# WRITTEN PROBLEM A
From the thread on ring roller power, answer each of the following on its own line, using the same marks:
(i) In the opening post, what effect does greater roller spacing have on the force and power required?
(ii) In the first reply, what determines the forces on the rollers and bearings and the torque demanded from the motor?
(iii) At the first bending stage, what do the rollers act like instead of rollers?
# WRITTEN PROBLEM B
Repeat word for word the part of the thread on ring roller power starting with "Consider that the" and going on through "from the motor.".

# GIVEN PASSAGE
%%

Ring roller power

[Crazy Old Coot]

TL;DR Summary

What is the principle of calculating the motor power and speed (thus gearbox output torque) fo drive a flat bar, or a tube, or any other section, through a set of rollers, to make a ring?

In principle, the ring is, at any instant, a beam being loaded in the centre, and in a failing state.
Thus, to drive the material continuously through the rollers, Force x Velocity = Work done/time = power.
60.P/2.pi.N = T
The units pan out, but is the concept correct?

The faster the work is done, the more power will be required. Seems logical.
The greater the roller spacing, the less Force is required, thus lower power. Seems logical.

Thank you for reading, and hopefully, bringing some order to this tortured soul!!

 

[Lnewqban]

Welcome, @Crazy Old Coot !

Your assumptions are correct.
Consider that the number of passes to reach the desired final radius of the ring determines the forces on the rollers and bearings, as well as the torque demanded from the motor.
Therefore, a small motor can achieve the same in small steps than a bigger one in less.

 

[Crazy Old Coot]

Thank you, Lnewqban, for your reply.
Your answer actually highlights the crux of the matter!

Consider that, once the "simply supported beam" has failed, further deformation is merely a question of displacement of the centre roller, with hardly any additional force.
So, under a deformation that, given any particular spacing of the two outer rollers, would generate a rolled radius of "r", the applied force "F" could be maintained and, if the velocity is maintained, the required Power should be unchanged.
Yes?

I think that taking baby steps is probably to avoid kinking?

 

[Lnewqban]

You are welcome.

Note that the very first bending is achieved by pushing the material down and at the middle point between the two bottom rollers with brute force, making it reach its yield point (plastic state) only in the cross section where the biggest moment is "felt", which is located exactly below the pushing top roller.

At that first stage, the rollers are not acting as such, but like the punch and die of a regular press brake.

The shape of the material remains straight between the central top roller, under which the initial bend happens, and the bottom ones (like a V-shape).

Then, the rolling motion starts, and from the edge of the material to the initial bend, the shape will remain untouched (note that the video below shows pre-bending of those sections for the heavy cylinder).

On the opposite direction, a continuous bending process happens as new cross-sections are forced to reach the bottom area of the top roller.

The difference from the initial bending is that the material is fed under the lowered central roller, progressively making it reach similar degree of deformation and plastic nature than the first cross-section.

As this continuous bending is progressive, it seems to use less energy or force, but in actuality, each similar length of arch requires exactly the same mechanical energy or work in order to achieve similar deformation than all the other equal lengths.

These links may guide you in a rough calculation of the needed bending and rolling forces:

https://www.mdpi.com/1996-1944/14/5/1204

https://www.harsle.com/how-to-calculate-the-bending-force-for-your-press-brake-machine

 

[jrmichler]

Consider that, once the "simply supported beam" has failed, further deformation is merely a question of displacement of the centre roller, with hardly any additional force.

%%

# GIVEN INFORMATION
%%

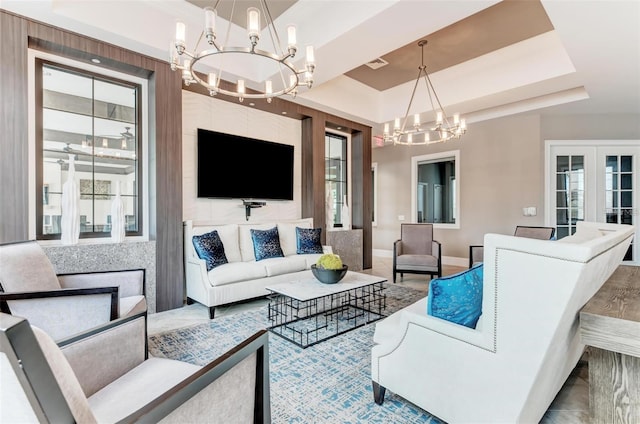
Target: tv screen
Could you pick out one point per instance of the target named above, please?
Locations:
(231, 166)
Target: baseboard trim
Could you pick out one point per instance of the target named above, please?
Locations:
(446, 260)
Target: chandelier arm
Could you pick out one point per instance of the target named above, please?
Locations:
(267, 13)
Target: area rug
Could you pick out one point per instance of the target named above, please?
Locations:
(329, 382)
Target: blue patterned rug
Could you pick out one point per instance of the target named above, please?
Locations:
(326, 383)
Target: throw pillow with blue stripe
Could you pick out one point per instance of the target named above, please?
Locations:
(308, 240)
(266, 244)
(210, 248)
(457, 298)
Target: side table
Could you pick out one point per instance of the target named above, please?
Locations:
(610, 324)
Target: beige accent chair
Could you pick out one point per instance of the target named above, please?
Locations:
(66, 304)
(476, 252)
(526, 343)
(103, 376)
(416, 252)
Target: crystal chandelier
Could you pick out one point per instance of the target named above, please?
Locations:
(289, 78)
(417, 134)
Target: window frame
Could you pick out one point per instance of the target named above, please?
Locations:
(437, 157)
(36, 174)
(337, 206)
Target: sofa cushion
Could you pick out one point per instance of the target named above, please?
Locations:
(266, 244)
(308, 240)
(287, 233)
(234, 272)
(210, 248)
(246, 240)
(457, 298)
(286, 265)
(228, 235)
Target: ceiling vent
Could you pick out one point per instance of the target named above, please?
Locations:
(377, 63)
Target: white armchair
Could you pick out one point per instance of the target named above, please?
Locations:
(65, 304)
(104, 376)
(511, 366)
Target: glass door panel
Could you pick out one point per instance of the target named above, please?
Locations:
(570, 188)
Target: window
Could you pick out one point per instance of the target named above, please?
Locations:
(435, 184)
(374, 193)
(336, 173)
(95, 119)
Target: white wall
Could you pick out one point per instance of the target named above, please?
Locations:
(502, 171)
(209, 113)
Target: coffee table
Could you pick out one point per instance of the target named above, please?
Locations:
(305, 311)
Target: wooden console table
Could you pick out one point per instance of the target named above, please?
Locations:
(610, 324)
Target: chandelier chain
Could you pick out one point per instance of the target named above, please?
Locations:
(442, 131)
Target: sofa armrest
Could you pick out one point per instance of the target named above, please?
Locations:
(215, 389)
(131, 282)
(62, 313)
(476, 254)
(103, 354)
(436, 249)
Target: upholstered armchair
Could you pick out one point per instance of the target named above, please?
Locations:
(64, 305)
(104, 376)
(416, 252)
(476, 252)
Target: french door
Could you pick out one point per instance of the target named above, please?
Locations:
(593, 181)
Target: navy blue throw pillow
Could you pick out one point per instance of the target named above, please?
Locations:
(308, 240)
(457, 298)
(266, 244)
(210, 248)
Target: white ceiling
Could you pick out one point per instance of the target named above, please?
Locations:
(589, 63)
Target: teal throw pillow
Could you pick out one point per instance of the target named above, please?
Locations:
(308, 240)
(210, 248)
(457, 298)
(266, 244)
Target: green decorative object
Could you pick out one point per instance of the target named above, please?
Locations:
(329, 261)
(329, 269)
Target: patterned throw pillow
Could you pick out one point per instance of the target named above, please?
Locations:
(210, 248)
(308, 240)
(266, 244)
(457, 298)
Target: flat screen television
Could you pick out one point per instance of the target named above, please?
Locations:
(235, 167)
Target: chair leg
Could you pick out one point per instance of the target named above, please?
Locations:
(378, 392)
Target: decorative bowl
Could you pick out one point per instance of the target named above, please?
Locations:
(329, 276)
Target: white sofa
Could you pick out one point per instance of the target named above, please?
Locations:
(511, 366)
(242, 277)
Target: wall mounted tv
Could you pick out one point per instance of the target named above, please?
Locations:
(231, 166)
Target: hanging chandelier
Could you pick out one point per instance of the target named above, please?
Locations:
(289, 78)
(416, 133)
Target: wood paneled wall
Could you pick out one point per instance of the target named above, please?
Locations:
(313, 173)
(14, 153)
(165, 151)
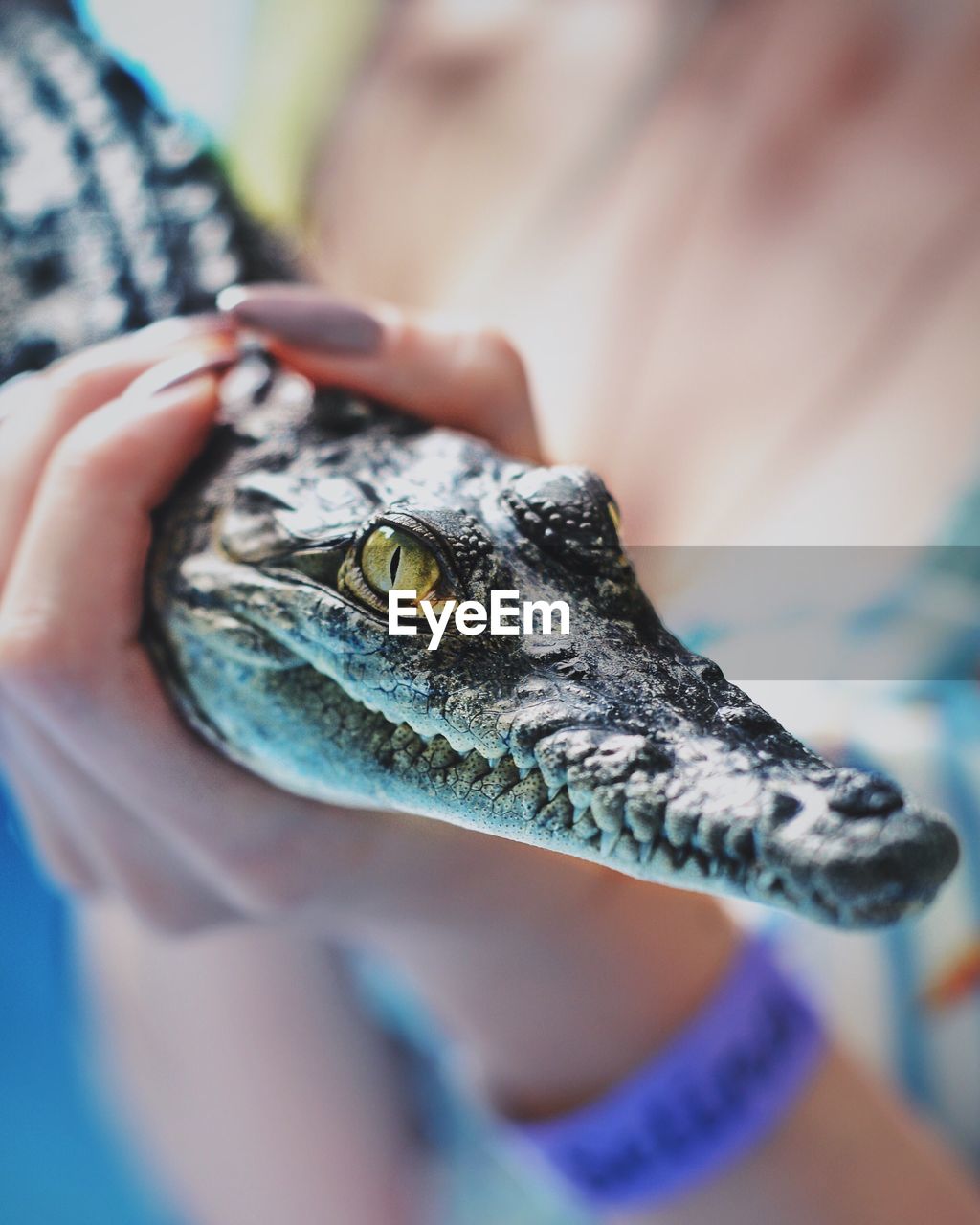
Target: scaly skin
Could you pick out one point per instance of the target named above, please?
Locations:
(613, 744)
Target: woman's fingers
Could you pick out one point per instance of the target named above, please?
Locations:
(38, 411)
(467, 379)
(92, 843)
(74, 593)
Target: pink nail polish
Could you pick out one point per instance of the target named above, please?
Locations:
(304, 316)
(180, 368)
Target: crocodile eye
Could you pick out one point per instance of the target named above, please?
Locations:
(394, 561)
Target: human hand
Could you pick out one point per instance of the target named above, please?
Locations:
(117, 794)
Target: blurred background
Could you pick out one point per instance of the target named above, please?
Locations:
(260, 78)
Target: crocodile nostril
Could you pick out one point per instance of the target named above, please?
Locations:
(865, 795)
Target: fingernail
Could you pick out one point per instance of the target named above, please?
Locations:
(180, 368)
(302, 316)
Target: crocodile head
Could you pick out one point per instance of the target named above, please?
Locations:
(612, 743)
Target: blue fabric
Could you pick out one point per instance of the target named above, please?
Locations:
(60, 1163)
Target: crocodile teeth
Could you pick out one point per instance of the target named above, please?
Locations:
(608, 842)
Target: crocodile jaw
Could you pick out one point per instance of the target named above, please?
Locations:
(842, 848)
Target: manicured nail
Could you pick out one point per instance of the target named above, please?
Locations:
(302, 316)
(183, 368)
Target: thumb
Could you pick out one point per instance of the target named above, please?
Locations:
(469, 379)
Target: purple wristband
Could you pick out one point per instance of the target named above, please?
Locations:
(707, 1098)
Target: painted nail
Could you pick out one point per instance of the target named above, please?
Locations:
(183, 368)
(302, 316)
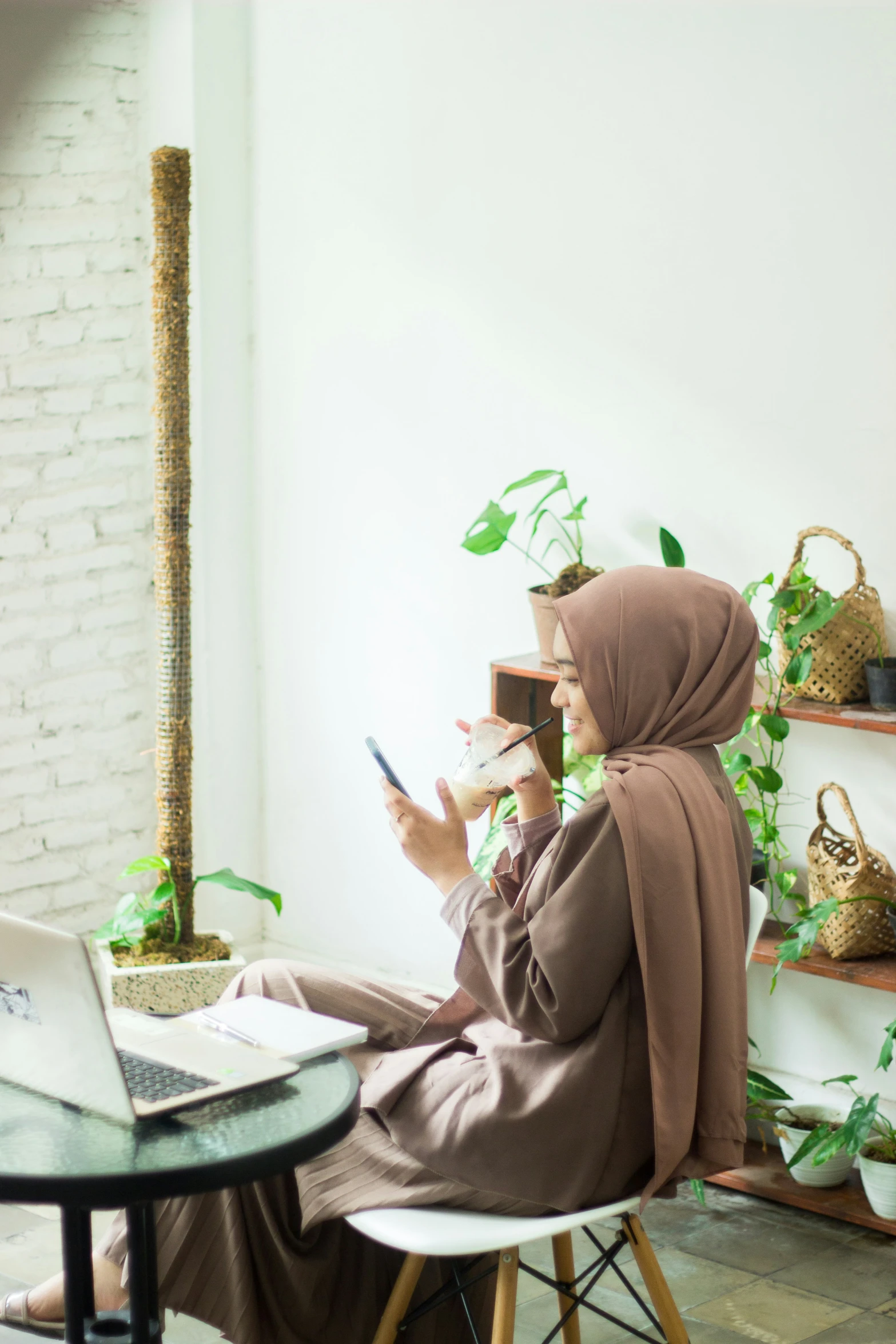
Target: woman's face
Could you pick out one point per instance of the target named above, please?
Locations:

%%

# COMPLETE RESPONSE A
(i) Less force is required, so the power is lower.
(ii) The number of passes needed to reach the desired final radius of the ring.
(iii) The punch and die of a regular press brake.

# COMPLETE RESPONSE B
Consider that the number of passes to reach the desired final radius of the ring determines the forces on the rollers and bearings, as well as the torque demanded from the motor.